Проверьте, соответствуют ли утверждения 1., 2. и 3. тексту о прибытии молодых лётчиков в гарнизон, и для каждого дайте ответ «да» или «нет» с точной цитатой решающих слов текста.
1. Гостиницей называлась трёхкомнатная квартира на первом этаже.
2. Танцы в клубе шли под живой оркестр.
3. Электрогитара была куплена в магазине.

======== Текст страницы

Будем жить! Итак, молодые лётчики прибыли в свой первый гарнизон.

Проблем никаких.

Имущества — тоже.

О ночлеге думать не надо, начальство устроит.

О еде — тоже: начальство накормит.

Ну, не жизнь, а малина! Отвели нас в гостиницу (так называлась выделенная для нашей группы трёхкомнатная квартира на первом этаже), разобрали мы свои койки-тумбочки, — всех-то и дел… В общем, побросали мы свои чемоданчики под кровати, и пошли в столовую, а оттуда — прямо на танцы в клуб. Танцы были скучные, под радиолу. Я сбегал в общежитие, притащил свою гитару. В то время электрогитары были новостью. Я в училище соорудил себе электрогитару — т. е. наклеил на деку пьезокристалл — и гитара стала электрической, воткнул ту гитару в УНч (усилитель низкой частоты) и из колокола полились непривычные звуки электромузыки.

================
======== Исходные данные

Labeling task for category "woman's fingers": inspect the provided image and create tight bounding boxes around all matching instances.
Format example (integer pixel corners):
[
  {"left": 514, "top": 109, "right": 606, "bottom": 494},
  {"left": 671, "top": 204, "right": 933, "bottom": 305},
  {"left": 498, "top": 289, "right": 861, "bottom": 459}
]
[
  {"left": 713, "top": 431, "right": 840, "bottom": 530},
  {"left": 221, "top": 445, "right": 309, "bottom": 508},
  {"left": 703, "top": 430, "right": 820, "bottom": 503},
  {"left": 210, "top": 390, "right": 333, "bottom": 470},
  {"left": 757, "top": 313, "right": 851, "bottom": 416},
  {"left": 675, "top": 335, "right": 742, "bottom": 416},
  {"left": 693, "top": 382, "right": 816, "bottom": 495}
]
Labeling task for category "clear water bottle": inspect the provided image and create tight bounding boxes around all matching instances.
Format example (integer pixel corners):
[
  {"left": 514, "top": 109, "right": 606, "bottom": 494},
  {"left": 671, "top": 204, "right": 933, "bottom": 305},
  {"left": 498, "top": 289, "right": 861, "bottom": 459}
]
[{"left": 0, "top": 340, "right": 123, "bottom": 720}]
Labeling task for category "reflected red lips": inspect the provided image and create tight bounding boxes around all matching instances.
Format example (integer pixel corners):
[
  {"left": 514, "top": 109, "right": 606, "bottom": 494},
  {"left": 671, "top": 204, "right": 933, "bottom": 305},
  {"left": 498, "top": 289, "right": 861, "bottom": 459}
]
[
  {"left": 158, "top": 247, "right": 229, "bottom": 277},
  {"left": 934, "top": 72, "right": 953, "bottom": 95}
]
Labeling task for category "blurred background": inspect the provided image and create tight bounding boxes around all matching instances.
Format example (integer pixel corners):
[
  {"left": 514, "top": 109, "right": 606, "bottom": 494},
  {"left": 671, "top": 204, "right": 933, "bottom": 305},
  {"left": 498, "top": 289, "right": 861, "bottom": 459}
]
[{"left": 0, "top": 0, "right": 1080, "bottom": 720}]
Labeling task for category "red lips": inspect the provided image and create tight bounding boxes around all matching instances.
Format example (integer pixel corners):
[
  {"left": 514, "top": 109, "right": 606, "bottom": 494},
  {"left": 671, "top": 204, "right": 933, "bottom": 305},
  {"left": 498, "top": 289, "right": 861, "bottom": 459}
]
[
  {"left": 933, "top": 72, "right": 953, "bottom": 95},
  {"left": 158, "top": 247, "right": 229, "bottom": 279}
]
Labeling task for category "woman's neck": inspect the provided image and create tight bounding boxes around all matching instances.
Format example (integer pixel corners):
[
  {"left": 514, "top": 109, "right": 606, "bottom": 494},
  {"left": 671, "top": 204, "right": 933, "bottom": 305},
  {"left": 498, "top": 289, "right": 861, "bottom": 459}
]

================

* **Письменный ответ**
1. Да: «так называлась выделенная для нашей группы трёхкомнатная квартира на первом этаже».
2. Нет: «Танцы были скучные, под радиолу».
3. Нет: «Я в училище соорудил себе электрогитару».